SOURCE TEXT
::::::::::

-
Notifications
You must be signed in to change notification settings - Fork 93
Port forwarding session dies after hours due to insufficient reconnection retry budget on WebSocket close 1000 #135
Description
Environment:
SSM Agent: 3.3.x (on-prem hybrid instance, Amazon Linux 2023)
EC2 Security Group: Allow all outbound traffic
session-manager-plugin: latest (on EC2 t4g.micro, AL2023)
Region: us-west-2
Document: AWS-StartPortForwardingSession
Target: Hybrid managed instance (mi-*)
Idle timeout: 20m + ResumeSession
Max Session Timeout: Not set
Description:
We're running long-lived SSM port forwarding sessions (12-24h) from an EC2 instance to an on-premise hybrid managed instance.
The tunnel works correctly for hours (we use ResumeSession to be able to hanlde idleTimeout), but eventually dies silently -- all traffic starts timing out with no response.
Root cause from logs :
The SSM service closes WebSocket connections approximately every 60 minutes, sending websocket: close 1000 (normal): Bye. Both the on-prem agent and the EC2-side session-manager-plugin attempt to reconnect. The on-prem agent consistently reconnects successfully. The session-manager-plugin usually reconnects too, but occasionally fails.

::::::::::

WHAT YOU NEED TO DO
1) In the port forwarding issue, turn the paragraph beginning "The SSM service closes WebSocket connections" into a short bulleted list that keeps its main facts.
2) Echo word for word the part of the port forwarding issue starting with "Root cause from" and going on through "but occasionally fails.".
The material after this point is separate from the issue.

DATA SHOWN
::::::::::

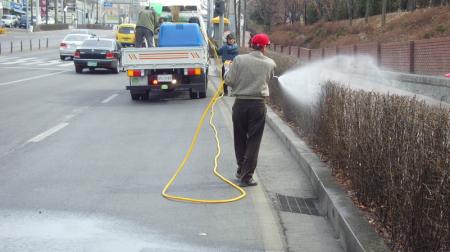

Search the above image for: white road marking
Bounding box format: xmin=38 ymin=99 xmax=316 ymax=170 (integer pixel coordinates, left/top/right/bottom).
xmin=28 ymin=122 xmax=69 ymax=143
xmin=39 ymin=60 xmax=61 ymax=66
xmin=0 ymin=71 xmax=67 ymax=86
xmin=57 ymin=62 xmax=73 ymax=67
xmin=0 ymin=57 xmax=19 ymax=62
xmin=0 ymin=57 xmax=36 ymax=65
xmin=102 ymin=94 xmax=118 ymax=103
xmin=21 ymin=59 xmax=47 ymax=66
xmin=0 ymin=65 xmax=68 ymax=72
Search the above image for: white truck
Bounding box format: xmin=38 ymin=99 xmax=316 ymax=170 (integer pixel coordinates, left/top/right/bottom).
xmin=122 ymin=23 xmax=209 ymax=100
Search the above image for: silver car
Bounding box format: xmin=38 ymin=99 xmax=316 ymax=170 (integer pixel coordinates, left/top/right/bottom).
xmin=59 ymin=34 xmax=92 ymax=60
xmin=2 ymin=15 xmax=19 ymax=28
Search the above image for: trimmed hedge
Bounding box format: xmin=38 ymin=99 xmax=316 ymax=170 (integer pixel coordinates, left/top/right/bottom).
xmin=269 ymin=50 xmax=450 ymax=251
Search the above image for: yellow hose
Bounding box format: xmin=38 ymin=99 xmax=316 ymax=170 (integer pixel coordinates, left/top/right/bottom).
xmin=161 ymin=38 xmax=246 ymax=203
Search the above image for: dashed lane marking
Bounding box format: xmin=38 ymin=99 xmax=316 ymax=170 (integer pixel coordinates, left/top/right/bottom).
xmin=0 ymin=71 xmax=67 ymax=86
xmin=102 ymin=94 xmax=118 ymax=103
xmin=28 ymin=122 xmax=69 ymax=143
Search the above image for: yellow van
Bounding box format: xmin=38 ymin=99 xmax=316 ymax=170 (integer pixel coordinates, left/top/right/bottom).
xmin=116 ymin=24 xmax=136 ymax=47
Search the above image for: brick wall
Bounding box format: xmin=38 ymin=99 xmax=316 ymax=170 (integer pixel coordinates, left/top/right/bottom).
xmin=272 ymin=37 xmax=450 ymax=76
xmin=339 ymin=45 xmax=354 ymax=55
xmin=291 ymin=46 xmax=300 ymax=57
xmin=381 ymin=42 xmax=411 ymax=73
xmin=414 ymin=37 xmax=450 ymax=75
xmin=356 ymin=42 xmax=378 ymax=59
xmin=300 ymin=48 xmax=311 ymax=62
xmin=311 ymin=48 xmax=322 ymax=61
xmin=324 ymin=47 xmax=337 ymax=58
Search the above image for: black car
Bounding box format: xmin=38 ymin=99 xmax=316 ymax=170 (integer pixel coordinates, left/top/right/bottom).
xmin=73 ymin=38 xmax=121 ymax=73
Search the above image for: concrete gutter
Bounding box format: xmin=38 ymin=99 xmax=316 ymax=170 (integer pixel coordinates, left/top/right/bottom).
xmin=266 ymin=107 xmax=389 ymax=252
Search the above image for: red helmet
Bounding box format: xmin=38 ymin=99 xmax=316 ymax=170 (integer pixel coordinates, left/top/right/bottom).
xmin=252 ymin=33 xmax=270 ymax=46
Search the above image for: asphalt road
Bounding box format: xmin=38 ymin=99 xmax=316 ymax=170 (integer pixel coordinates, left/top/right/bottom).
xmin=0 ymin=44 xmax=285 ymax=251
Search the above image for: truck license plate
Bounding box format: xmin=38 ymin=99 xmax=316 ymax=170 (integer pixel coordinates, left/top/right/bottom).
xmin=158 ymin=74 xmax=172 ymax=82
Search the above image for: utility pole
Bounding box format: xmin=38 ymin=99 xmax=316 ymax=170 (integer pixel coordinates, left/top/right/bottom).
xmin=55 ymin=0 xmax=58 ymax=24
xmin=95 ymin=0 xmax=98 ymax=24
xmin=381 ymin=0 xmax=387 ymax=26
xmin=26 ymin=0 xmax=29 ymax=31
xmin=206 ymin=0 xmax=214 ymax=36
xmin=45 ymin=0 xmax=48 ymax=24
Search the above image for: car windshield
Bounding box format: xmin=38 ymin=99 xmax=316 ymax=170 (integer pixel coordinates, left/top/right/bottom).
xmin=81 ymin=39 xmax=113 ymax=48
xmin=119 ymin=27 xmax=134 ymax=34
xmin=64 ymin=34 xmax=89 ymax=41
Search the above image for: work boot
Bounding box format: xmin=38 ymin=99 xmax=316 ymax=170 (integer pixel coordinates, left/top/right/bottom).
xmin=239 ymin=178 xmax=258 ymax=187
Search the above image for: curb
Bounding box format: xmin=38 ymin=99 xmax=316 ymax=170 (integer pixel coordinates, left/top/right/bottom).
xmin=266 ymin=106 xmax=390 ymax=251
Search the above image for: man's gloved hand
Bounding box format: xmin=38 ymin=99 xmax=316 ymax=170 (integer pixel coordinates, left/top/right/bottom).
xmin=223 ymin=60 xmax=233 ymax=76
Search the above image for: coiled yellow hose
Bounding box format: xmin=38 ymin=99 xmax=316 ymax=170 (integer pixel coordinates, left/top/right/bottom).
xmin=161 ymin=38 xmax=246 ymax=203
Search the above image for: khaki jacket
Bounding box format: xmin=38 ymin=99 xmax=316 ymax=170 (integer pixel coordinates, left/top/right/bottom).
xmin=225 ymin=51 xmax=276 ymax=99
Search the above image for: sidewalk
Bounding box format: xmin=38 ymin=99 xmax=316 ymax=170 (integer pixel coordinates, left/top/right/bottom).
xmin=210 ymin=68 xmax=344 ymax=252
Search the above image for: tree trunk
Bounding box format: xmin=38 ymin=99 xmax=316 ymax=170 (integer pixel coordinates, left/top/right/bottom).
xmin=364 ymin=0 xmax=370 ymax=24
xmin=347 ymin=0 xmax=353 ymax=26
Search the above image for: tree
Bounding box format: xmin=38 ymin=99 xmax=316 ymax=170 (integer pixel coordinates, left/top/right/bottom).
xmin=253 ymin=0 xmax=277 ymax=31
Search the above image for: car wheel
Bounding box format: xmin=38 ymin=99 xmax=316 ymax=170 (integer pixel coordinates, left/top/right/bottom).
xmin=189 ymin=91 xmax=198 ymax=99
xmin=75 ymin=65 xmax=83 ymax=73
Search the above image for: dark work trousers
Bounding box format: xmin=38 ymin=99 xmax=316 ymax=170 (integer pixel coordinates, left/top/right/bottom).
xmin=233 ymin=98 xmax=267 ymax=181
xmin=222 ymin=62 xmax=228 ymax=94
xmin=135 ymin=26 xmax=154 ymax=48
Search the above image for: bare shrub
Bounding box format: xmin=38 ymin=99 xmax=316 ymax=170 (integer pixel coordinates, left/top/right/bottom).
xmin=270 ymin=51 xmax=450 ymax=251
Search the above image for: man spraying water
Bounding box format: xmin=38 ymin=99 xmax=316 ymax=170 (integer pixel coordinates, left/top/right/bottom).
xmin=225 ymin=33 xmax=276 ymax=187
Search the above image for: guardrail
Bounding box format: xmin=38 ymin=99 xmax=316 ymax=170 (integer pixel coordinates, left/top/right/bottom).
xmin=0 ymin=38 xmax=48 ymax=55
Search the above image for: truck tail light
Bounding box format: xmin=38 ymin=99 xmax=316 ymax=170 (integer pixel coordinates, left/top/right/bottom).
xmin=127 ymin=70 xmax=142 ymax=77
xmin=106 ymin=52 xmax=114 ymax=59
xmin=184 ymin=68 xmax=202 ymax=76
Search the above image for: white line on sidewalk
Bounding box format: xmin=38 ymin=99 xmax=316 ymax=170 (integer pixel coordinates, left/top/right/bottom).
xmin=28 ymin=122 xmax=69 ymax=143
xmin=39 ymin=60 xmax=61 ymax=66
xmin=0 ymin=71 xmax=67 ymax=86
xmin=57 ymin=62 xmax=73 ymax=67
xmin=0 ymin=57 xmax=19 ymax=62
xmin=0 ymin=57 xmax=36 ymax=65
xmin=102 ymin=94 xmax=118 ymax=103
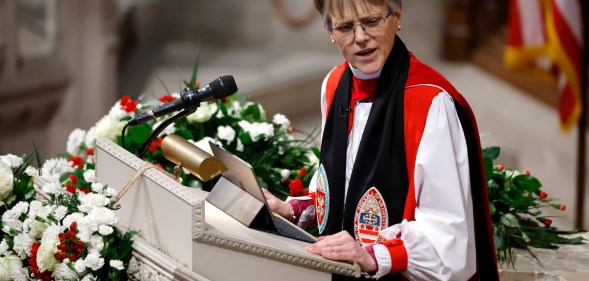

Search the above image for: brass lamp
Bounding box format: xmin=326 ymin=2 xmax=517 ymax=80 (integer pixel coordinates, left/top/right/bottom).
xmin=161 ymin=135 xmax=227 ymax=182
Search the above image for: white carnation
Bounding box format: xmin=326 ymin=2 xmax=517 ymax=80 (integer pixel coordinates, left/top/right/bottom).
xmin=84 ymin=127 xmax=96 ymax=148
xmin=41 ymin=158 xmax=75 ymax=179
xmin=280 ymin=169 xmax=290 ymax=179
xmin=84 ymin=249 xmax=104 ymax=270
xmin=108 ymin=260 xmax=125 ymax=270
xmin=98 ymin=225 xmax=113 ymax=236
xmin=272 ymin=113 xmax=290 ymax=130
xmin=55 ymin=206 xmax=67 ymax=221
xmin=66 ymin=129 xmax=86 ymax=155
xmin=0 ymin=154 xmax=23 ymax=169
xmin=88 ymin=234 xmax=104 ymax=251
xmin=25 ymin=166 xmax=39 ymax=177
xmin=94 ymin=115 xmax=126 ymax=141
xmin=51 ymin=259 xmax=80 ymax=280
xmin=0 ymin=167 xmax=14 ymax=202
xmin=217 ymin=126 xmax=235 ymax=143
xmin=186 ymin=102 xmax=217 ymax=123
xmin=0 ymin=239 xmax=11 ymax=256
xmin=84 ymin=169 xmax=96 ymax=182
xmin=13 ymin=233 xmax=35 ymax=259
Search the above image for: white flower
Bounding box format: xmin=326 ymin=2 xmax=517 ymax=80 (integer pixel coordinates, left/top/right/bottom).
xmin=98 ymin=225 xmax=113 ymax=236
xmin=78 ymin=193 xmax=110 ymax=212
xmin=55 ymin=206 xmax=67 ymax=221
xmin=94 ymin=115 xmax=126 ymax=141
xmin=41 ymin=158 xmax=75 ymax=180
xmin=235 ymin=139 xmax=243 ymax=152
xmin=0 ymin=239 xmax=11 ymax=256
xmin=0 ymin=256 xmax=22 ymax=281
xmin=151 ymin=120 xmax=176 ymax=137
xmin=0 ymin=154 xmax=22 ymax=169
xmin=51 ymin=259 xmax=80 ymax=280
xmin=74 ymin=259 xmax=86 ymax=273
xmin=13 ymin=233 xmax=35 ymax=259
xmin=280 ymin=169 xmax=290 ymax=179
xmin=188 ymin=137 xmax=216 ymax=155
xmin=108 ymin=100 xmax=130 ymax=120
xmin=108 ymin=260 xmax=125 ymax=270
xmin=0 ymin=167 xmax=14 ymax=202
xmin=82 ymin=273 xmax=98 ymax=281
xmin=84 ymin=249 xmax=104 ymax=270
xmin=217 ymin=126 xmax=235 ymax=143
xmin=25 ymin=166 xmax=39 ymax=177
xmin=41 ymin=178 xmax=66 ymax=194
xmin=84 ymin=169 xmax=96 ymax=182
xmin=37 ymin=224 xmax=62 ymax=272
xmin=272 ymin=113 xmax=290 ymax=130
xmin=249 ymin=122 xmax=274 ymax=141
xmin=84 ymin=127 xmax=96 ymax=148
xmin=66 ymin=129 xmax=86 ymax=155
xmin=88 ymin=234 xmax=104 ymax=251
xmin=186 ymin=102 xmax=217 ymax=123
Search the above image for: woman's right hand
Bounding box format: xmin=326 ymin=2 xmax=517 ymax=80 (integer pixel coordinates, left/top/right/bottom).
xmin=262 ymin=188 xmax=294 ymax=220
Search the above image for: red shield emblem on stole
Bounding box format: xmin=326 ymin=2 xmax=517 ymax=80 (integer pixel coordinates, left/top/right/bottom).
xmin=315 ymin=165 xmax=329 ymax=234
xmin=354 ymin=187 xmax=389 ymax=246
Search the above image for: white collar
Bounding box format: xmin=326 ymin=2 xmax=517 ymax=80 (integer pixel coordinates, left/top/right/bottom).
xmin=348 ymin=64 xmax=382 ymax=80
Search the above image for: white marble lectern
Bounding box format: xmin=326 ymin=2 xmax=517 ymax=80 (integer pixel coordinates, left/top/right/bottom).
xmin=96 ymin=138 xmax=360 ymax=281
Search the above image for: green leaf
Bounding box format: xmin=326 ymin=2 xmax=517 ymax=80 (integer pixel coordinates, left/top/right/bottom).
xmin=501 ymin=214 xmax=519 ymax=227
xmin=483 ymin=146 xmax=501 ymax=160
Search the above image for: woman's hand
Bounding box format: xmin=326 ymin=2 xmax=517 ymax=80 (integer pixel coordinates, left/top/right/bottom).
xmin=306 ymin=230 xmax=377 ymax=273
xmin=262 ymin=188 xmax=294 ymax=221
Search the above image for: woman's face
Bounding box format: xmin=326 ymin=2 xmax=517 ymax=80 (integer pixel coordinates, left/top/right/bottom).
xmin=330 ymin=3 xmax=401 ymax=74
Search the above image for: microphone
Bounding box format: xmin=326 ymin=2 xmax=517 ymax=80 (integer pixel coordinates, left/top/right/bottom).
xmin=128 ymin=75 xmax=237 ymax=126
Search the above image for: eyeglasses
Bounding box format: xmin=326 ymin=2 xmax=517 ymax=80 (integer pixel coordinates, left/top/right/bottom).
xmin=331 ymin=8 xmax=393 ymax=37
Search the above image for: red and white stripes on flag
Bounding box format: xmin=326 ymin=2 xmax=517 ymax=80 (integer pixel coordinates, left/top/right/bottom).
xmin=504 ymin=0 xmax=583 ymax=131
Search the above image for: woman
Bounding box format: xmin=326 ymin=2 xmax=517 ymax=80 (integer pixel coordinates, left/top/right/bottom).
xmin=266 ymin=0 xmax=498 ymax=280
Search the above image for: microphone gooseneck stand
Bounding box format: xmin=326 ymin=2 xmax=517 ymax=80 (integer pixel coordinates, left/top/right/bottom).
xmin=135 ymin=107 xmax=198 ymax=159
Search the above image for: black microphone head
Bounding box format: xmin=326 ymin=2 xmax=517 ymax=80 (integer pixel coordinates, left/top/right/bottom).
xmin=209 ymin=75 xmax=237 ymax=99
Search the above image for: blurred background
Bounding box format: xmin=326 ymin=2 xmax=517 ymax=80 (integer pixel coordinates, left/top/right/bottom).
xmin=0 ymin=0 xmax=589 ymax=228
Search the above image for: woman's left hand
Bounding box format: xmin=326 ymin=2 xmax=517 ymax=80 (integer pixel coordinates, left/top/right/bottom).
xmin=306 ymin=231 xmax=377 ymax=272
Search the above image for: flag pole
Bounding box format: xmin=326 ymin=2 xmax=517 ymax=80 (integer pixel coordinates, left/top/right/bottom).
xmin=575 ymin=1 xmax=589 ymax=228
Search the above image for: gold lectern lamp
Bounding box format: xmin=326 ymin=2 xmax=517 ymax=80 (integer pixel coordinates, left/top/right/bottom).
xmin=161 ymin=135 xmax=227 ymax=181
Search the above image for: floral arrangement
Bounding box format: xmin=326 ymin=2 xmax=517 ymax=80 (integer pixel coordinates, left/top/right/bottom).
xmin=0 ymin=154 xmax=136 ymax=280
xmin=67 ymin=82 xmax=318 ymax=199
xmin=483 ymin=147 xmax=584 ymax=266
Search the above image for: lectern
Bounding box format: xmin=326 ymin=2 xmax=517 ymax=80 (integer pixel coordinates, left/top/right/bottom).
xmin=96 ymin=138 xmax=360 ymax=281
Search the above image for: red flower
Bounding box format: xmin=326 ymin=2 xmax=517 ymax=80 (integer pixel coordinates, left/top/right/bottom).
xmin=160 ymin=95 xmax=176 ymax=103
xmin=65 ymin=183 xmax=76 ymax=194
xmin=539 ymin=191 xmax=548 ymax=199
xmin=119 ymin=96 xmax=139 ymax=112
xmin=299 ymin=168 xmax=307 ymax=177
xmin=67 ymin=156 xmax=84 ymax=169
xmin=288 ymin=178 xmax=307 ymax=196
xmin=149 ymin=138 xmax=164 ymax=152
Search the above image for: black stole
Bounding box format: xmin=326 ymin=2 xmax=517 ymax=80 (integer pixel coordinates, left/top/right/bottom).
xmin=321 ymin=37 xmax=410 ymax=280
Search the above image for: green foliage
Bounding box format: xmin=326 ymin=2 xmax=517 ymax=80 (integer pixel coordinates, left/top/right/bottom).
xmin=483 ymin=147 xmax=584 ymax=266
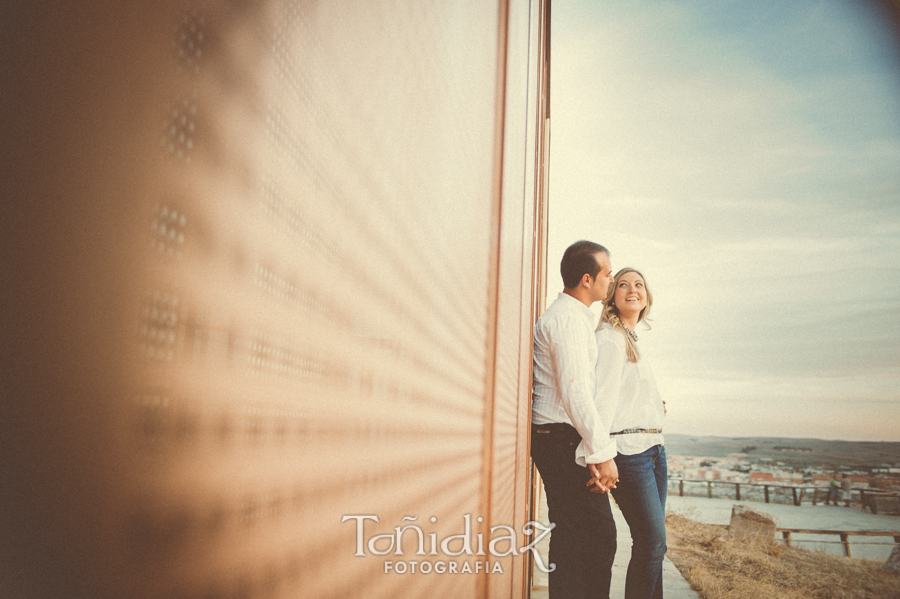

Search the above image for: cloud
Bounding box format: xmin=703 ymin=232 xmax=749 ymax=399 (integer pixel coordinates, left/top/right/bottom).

::::::::::

OUTPUTS
1)
- About every 60 minutes, the SSM service closes WebSocket connections with "websocket: close 1000 (normal): Bye."
- Both the on-prem agent and the EC2-side session-manager-plugin try to reconnect.
- The on-prem agent always reconnects successfully.
- The session-manager-plugin usually reconnects, but sometimes fails.

2)
Root cause from logs :
The SSM service closes WebSocket connections approximately every 60 minutes, sending websocket: close 1000 (normal): Bye. Both the on-prem agent and the EC2-side session-manager-plugin attempt to reconnect. The on-prem agent consistently reconnects successfully. The session-manager-plugin usually reconnects too, but occasionally fails.